[Trecho fornecido]:
┌────────

Há garantias que são mais antigas do que muitas gerações das nossas famílias. Em 1222, houve uma revolução na Inglaterra porque a população inglesa queria ter juízes que não fossem demitidos por um simples gesto do rei. Eles queriam que os seus juízes tivessem essa garantia que nós estamos questionando agora. A grande vitória de revolução inglesa foi ter juízes independentes e vitalícios. E isso veio até nós. Agora nós queremos dar uma marcha-ré no tempo para voltar ao tempo da barbárie. Quando se diz que vitaliciedade é um prêmio indevido para quem violou deveres da toga, trata-se de alguém que não conhece o que é a história democrática do mundo; trata-se de pessoa que não sabe o que é um processo disciplinar contra juiz. Eu conheço colegas que foram aposentados compulsoriamente: parecem zumbis. São pessoas que foram excluídas da vida útil. Você imagina alguém aposentado, com vencimentos proporcionais, que não pode ser advogado e vai ter que encontrar outra profissão. Se nós negarmos essa aposentadoria, que é proporcional ao tempo de contribuição, não vamos desamparar o faltoso, mas a família do faltoso. Então, a aposentadoria compulsória é exílio moral do magistrado, não é prêmio, nem benesse. E é garantia do Estado Democrático de Direito, porque nós temos que punir os culpados, sim, aposentar compulsoriamente quando for o caso, sim, cassar o cargo de juiz, sim, mas não por uma penada administrativa. Há que existir um processo que tenha um acusador independente e julgadores imparciais, em que ele tenha ampla defesa.


A sociedade também costuma criticar os 60 dias de férias da magistratura. O que o sr. pensa sobre o tema?

└────────

[Requisitos do exercício]:
(a) Diga se cada afirmação abaixo está de acordo com o trecho sobre a vitaliciedade dos juízes, respondendo sim ou não e citando as palavras do trecho que decidem a questão.
(i) A revolução inglesa mencionada ocorreu em 1222.
(ii) O magistrado aposentado compulsoriamente pode passar a trabalhar como advogado.
(iii) A aposentadoria compulsória é apresentada como um prêmio ao magistrado.
(b) Responda às perguntas abaixo com base no trecho sobre a vitaliciedade dos juízes.
(i) Que tipo de juízes a população inglesa queria ter?
(ii) A que é proporcional a aposentadoria compulsória?
(iii) Como devem ser os julgadores no processo defendido pelo trecho?

[Material fornecido]:

┌────────

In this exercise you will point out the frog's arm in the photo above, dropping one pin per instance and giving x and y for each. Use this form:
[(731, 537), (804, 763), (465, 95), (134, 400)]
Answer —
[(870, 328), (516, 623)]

└────────

[Respostas em ordem]:
(a)
(i) Sim: "Em 1222, houve uma revolução na Inglaterra".
(ii) Não: "que não pode ser advogado e vai ter que encontrar outra profissão".
(iii) Não: "a aposentadoria compulsória é exílio moral do magistrado, não é prêmio, nem benesse".

(b)
(i) Juízes que não fossem demitidos por um simples gesto do rei.
(ii) Ao tempo de contribuição.
(iii) Imparciais.